>> Start Data rows

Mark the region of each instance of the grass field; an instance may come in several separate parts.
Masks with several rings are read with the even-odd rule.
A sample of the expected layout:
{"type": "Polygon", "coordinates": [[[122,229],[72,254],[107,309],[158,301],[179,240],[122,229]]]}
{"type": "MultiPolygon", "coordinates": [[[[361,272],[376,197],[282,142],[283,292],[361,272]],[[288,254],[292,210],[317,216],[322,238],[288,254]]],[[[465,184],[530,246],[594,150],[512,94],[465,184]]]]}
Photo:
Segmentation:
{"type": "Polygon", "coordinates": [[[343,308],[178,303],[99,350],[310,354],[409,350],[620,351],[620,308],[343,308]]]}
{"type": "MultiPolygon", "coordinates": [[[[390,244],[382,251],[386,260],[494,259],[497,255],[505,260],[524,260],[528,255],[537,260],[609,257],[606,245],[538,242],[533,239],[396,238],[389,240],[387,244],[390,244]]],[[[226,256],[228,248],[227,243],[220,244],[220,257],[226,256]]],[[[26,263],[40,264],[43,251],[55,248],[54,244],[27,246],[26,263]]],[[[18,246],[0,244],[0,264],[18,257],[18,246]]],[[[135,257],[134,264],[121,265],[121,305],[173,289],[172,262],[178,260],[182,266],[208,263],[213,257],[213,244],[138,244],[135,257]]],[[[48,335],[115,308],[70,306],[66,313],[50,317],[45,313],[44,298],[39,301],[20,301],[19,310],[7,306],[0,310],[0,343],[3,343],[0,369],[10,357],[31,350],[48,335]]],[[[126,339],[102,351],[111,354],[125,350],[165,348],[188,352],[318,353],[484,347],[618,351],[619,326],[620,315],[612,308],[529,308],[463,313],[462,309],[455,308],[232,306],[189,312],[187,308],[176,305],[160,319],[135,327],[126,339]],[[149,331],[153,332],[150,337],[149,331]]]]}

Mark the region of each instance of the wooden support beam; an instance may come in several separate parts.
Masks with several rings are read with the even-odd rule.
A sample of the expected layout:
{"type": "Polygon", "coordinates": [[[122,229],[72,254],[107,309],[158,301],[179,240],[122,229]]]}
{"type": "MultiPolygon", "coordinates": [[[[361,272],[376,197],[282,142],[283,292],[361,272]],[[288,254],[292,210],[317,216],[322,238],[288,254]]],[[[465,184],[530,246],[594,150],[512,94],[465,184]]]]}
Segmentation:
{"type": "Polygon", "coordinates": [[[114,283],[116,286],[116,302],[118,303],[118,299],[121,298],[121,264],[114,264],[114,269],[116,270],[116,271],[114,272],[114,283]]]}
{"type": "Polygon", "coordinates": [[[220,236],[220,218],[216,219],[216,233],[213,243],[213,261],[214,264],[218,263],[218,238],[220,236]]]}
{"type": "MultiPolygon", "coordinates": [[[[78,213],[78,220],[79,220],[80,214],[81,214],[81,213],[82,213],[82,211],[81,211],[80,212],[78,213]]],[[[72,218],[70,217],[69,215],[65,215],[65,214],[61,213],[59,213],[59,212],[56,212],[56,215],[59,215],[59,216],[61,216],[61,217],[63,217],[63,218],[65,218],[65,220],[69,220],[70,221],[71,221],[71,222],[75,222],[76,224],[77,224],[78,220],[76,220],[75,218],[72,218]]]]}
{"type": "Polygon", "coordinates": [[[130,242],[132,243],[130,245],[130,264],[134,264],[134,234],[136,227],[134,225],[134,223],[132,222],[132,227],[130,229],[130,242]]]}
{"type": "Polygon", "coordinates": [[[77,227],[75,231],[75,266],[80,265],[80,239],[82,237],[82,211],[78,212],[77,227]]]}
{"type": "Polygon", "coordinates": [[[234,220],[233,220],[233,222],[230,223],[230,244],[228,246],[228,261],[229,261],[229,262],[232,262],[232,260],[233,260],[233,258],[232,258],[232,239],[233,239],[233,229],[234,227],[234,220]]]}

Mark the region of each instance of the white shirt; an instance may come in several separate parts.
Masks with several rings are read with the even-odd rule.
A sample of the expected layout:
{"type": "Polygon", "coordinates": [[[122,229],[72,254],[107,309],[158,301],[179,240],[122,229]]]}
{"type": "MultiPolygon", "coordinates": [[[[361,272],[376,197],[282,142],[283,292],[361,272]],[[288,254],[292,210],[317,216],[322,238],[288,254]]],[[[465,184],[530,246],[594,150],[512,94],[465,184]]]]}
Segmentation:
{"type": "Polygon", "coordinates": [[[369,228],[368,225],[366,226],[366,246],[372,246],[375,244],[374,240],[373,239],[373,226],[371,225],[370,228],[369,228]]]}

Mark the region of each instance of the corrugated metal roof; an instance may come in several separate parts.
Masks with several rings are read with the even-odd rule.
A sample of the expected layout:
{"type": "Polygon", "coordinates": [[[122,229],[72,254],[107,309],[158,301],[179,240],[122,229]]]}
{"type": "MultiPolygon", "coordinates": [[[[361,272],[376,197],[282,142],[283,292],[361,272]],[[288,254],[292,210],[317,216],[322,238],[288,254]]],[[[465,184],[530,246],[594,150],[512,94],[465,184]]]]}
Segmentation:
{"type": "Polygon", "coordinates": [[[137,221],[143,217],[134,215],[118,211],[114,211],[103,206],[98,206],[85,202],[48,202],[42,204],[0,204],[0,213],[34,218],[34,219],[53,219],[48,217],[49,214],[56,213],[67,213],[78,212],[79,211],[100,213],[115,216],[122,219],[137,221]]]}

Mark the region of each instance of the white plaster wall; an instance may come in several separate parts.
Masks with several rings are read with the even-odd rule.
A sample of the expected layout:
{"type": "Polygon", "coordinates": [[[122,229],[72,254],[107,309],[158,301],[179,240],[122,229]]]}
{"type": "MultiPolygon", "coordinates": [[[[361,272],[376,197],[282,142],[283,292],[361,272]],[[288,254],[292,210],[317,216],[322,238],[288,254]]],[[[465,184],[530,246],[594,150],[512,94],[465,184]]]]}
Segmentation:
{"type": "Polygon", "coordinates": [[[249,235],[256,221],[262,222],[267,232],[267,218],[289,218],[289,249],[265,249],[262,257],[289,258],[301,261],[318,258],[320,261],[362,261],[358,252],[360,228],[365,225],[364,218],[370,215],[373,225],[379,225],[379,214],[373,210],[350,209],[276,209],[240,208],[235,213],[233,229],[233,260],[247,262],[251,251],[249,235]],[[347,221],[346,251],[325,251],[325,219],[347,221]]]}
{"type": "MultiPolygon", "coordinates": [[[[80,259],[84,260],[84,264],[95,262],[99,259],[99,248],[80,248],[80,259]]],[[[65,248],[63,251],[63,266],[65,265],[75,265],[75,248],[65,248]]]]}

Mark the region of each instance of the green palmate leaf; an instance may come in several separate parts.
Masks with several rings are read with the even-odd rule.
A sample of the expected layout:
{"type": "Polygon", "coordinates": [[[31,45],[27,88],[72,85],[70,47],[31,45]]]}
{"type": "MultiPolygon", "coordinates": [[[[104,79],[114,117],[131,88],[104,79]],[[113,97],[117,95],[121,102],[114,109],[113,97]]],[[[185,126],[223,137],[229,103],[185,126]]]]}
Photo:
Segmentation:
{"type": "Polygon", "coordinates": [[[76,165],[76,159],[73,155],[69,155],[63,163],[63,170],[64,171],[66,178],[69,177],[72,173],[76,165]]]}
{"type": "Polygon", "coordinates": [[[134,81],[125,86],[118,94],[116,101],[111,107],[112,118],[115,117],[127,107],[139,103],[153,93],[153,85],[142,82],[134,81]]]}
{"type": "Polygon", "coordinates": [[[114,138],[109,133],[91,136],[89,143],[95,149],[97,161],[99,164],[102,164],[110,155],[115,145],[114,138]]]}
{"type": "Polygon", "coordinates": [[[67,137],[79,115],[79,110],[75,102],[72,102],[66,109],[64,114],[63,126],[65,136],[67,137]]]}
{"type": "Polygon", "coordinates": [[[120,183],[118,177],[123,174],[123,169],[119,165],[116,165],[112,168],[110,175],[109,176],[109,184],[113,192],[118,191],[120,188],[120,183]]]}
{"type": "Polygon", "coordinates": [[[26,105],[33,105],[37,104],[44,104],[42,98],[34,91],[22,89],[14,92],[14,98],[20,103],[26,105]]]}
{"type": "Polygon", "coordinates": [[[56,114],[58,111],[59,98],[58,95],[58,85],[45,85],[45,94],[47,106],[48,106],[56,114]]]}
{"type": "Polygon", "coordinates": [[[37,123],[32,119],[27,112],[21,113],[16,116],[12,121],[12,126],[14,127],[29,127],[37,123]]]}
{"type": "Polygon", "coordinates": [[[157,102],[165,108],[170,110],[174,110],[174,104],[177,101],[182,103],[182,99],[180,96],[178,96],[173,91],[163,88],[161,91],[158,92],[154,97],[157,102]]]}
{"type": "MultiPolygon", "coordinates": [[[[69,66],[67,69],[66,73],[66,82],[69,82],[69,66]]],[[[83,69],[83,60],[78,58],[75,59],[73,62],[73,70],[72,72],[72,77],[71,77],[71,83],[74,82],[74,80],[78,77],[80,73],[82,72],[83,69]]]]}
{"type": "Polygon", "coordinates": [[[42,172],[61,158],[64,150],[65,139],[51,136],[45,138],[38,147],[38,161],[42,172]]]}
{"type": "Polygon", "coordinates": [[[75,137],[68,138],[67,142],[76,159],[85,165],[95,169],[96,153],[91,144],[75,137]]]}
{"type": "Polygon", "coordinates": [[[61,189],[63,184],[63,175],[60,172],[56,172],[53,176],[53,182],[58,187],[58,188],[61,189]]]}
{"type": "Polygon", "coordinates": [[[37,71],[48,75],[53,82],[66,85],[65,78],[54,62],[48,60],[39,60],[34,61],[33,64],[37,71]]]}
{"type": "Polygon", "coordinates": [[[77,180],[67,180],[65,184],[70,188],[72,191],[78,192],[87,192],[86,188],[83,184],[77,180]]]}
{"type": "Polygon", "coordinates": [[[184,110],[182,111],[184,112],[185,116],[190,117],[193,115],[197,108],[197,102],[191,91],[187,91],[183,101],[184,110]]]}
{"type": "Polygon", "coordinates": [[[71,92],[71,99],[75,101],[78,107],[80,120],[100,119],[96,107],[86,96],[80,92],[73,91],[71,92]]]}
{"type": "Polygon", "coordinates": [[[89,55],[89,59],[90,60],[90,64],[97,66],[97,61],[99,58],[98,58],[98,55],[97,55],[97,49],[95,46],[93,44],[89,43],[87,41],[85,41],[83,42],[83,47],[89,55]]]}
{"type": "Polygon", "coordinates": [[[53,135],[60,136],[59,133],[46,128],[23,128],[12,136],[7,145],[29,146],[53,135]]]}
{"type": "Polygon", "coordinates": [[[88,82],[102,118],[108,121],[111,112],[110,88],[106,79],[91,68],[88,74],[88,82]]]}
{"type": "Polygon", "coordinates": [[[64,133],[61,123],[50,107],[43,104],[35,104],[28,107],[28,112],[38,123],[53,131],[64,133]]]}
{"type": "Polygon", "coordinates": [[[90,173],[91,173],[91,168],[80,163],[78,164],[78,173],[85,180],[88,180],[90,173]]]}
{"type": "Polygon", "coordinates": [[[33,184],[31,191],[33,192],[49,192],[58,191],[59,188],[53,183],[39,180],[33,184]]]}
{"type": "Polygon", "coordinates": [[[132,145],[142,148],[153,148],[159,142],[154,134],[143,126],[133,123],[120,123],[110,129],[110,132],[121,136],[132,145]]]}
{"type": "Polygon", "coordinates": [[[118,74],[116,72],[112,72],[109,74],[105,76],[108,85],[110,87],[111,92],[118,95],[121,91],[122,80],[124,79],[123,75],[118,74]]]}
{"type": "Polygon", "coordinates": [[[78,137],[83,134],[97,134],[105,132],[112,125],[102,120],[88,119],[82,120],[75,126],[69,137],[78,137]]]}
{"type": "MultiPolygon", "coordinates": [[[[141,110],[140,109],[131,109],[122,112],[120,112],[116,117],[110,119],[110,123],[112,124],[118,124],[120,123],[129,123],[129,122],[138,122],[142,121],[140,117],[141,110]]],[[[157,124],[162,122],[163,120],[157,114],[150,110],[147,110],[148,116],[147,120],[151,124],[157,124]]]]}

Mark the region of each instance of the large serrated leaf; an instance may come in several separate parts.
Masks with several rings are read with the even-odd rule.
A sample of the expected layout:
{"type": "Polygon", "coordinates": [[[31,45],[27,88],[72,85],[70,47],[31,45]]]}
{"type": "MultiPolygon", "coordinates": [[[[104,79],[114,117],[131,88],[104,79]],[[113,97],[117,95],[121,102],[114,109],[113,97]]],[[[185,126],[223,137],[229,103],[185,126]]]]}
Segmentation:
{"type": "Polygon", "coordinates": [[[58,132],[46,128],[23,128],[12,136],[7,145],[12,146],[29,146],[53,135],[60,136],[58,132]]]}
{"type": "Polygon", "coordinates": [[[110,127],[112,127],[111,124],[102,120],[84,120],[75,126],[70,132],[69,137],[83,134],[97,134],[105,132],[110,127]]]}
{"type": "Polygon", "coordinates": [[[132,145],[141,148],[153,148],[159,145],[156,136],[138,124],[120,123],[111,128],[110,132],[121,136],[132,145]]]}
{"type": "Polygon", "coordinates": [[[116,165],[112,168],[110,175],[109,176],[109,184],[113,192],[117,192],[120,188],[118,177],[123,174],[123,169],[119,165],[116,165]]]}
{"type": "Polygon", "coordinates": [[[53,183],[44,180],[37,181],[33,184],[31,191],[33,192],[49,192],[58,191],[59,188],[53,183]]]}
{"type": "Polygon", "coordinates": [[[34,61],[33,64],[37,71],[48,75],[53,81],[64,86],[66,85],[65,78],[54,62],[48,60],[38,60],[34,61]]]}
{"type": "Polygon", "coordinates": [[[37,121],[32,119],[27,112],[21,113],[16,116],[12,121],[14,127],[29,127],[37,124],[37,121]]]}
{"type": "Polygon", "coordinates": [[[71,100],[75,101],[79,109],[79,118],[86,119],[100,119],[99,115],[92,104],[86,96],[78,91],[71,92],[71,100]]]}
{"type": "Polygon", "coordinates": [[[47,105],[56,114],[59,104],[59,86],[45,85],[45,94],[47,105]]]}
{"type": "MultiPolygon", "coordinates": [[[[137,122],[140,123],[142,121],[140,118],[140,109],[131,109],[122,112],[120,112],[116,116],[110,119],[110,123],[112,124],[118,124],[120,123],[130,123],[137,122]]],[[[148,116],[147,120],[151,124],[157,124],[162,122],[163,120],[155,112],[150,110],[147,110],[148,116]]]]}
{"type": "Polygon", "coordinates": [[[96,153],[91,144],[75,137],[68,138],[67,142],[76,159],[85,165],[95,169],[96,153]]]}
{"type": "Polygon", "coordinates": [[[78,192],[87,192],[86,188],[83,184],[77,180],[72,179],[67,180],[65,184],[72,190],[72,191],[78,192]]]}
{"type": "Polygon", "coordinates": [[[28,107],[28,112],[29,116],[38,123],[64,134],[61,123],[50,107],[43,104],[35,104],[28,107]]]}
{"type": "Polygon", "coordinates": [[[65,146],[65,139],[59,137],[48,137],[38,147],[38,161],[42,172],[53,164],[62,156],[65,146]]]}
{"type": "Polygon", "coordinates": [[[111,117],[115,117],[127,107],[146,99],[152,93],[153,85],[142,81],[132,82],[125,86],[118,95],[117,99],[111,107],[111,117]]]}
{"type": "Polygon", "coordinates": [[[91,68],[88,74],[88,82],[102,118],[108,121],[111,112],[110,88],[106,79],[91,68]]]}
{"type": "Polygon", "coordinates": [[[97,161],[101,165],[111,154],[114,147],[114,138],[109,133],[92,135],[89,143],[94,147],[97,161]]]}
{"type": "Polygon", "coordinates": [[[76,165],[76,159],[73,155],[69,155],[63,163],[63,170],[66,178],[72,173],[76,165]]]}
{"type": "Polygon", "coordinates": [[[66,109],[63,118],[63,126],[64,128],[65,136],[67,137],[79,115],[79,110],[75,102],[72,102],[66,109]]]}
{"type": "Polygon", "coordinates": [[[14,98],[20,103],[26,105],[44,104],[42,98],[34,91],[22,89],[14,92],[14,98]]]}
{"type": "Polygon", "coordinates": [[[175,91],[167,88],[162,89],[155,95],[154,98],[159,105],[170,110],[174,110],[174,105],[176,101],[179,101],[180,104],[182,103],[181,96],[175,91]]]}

>> End Data rows

#### Work instructions
From the lines above, pick out each one that contains the word "white" and copy it in full.

#### Output of the exercise
Mark the region of each instance of the white shirt; an instance may come in several separate parts.
Mark the region of each instance of the white plaster wall; an instance may come in several separate parts.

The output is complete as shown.